Given problem
Using the page extract on Sir Edward Giles, explain in one to three sentences what the text cites to support calling him an English politician.

Page extract
English politician (1566–1637)

Sir Edward Giles (1566–1637) of Bowden House, Ashprington, near Totnes, Devon, was an English politician who sat in the House of Commons at various times between 1597 and 1629.

==Origins==
Giles was the son John Giles of Bowden, Member of Parliament for Totnes, and was baptised at Totnes on 21 July 1566. Edward's great-grandfather, John Giles, was also MP for Totnes. His Great-Grandfather was one of the richest merchants in Devon and owned properties in and around Totnes, Dean Prior, Bowden and Ashprington.

Collected material
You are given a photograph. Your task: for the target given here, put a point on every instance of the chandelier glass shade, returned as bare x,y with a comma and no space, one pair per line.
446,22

The solution
The extract describes Sir Edward Giles as an English politician because he sat in the House of Commons at various times between 1597 and 1629.